**Instructions to follow:** Please rewrite the entries from the line with "Could you point to the sidewalk" through the end of the entries, substituting "bush" for every "shrub" and changing nothing else. Leave the pictures out of your answer.

Entries from a dataset
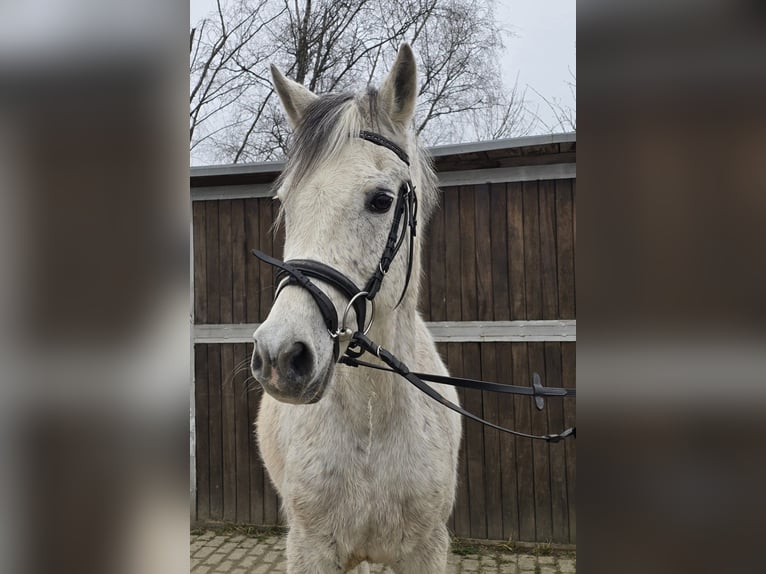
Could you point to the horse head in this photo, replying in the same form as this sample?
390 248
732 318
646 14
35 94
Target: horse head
338 194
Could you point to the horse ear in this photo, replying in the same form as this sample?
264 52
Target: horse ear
399 91
295 98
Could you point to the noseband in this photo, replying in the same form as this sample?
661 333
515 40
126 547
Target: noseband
300 272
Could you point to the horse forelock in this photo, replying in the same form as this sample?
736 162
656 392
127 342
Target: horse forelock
333 121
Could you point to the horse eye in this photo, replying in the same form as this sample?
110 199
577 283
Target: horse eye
380 203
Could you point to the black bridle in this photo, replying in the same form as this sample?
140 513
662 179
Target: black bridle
300 272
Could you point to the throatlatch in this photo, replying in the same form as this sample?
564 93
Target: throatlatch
300 272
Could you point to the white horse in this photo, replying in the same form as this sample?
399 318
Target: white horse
364 462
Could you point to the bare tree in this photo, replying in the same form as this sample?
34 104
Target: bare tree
564 115
335 45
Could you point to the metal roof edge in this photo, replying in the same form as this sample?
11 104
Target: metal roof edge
507 143
435 152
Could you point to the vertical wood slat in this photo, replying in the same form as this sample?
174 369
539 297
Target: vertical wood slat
555 412
252 265
534 305
452 308
215 426
214 361
565 249
568 369
443 350
242 435
488 365
228 413
462 511
199 216
452 253
540 452
270 498
265 271
524 463
239 256
474 441
509 488
257 472
516 269
202 454
435 256
548 268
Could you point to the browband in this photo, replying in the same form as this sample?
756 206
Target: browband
386 143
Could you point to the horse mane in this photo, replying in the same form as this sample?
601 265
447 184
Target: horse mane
333 121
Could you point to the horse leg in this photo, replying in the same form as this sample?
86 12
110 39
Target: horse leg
430 557
309 555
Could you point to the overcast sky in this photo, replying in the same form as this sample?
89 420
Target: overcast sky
541 50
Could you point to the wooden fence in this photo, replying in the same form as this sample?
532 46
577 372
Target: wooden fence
499 294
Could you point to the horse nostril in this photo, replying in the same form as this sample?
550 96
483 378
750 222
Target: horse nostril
297 361
256 362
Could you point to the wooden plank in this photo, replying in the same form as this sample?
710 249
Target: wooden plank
202 455
483 254
216 444
532 272
452 254
485 312
225 260
492 476
540 452
243 435
443 350
498 227
200 262
265 271
555 412
568 371
462 511
423 279
516 270
437 267
239 255
228 428
252 268
278 233
212 271
565 249
548 269
256 470
472 364
574 236
228 434
509 500
524 462
275 239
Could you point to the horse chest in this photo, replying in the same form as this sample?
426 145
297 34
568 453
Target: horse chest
368 476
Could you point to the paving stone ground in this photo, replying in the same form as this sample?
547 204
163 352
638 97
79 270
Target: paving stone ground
237 553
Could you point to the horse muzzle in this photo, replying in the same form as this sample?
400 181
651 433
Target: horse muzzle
287 369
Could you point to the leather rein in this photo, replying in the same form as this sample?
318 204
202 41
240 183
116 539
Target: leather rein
300 272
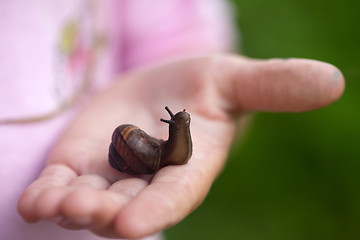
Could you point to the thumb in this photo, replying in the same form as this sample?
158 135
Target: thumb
279 85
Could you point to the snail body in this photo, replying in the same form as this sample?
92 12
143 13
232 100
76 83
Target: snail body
135 152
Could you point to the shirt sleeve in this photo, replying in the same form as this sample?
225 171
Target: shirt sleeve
154 31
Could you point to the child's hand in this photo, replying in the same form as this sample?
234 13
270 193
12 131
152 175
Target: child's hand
79 190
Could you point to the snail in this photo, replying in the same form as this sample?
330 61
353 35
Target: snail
135 152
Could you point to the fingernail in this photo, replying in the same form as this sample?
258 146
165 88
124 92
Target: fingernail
82 221
57 219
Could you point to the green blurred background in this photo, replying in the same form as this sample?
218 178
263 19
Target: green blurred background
293 176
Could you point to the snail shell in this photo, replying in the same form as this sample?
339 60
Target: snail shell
135 152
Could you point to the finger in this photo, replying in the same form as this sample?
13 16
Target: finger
286 85
53 176
86 208
48 203
174 193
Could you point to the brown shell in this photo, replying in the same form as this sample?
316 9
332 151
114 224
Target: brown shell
133 151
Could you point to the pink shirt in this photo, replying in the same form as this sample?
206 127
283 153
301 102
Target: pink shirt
51 50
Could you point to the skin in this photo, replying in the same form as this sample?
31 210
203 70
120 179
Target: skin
79 190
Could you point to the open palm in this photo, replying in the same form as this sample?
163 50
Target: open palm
79 190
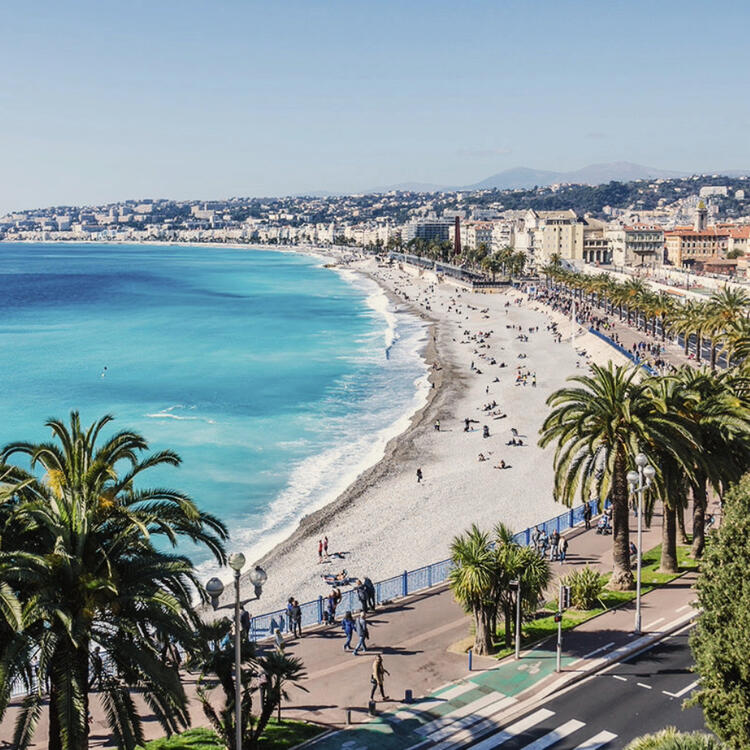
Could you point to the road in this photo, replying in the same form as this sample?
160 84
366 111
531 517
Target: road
608 710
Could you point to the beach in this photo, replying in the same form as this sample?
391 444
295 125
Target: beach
387 521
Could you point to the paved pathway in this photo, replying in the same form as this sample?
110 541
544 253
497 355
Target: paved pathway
413 635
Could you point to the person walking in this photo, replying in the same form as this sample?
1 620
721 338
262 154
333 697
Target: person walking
362 595
97 669
245 623
348 626
363 634
296 614
370 590
376 678
587 515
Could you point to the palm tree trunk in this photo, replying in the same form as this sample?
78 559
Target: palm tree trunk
669 541
681 525
508 612
622 575
700 501
483 635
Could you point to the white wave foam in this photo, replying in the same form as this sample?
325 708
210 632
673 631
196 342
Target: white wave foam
320 478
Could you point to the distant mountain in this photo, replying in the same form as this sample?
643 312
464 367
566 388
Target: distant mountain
593 174
525 178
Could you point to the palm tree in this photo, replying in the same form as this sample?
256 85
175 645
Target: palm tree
599 426
721 423
674 462
723 309
215 659
472 580
671 739
523 564
87 569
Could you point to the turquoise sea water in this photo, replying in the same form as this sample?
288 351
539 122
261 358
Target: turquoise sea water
274 378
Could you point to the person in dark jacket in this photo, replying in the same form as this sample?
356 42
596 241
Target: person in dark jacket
362 634
347 625
370 590
362 595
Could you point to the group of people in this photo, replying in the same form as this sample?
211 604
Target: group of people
555 545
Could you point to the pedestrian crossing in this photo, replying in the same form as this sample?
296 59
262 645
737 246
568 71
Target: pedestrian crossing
550 736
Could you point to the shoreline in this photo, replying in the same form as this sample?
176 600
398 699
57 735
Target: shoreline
384 521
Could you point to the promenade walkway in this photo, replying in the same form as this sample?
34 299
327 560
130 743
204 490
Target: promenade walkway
413 636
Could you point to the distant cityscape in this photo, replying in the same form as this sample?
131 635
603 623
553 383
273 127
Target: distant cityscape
700 222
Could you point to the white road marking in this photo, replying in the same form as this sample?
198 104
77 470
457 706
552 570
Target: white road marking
466 715
514 730
681 692
597 741
556 735
591 653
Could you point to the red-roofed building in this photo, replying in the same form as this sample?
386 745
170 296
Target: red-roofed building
690 247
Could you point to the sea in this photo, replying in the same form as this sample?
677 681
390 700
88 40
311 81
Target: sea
277 380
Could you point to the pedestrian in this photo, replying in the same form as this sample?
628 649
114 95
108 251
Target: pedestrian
278 640
554 541
587 515
98 669
263 687
363 634
296 619
245 623
362 595
370 589
348 626
378 675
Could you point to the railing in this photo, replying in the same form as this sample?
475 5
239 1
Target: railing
403 584
398 586
622 350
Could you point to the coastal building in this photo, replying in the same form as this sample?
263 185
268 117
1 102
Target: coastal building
637 245
427 229
596 244
688 247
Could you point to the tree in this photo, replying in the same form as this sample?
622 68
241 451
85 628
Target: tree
216 663
721 639
671 739
82 559
472 580
523 564
599 427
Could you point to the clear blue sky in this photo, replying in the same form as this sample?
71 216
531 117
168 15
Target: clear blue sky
105 100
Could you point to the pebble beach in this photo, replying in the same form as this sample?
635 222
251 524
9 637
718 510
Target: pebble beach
387 521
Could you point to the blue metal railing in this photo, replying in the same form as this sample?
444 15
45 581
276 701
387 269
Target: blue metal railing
622 350
406 583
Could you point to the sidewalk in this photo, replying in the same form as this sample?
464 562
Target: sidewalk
413 634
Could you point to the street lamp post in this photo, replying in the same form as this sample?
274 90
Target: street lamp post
236 563
215 588
639 481
516 584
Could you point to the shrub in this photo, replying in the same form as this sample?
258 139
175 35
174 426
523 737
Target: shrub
585 587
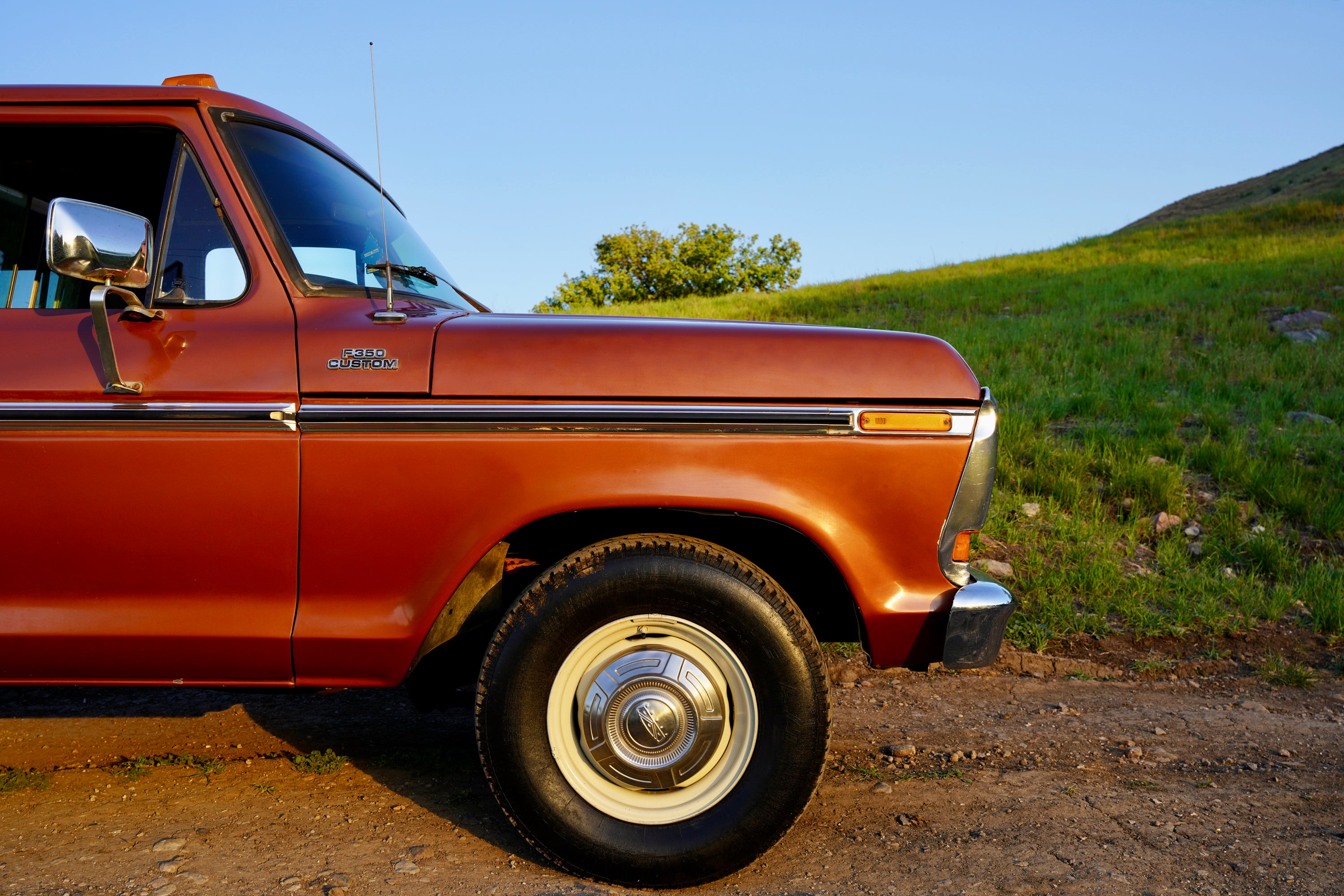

**The answer:**
Could you point to the sidewalk in this photo, replying in the same form as this sample?
464 562
Target: sidewalk
413 634
Could you point to the street lamp post in this photo, replying in the same form as this sample?
274 90
Target: street lamp post
236 563
215 588
639 481
516 584
Could you point to the bush in this photo, replying in the same form as this sample?
258 139
175 35
174 426
523 737
Target: bush
585 587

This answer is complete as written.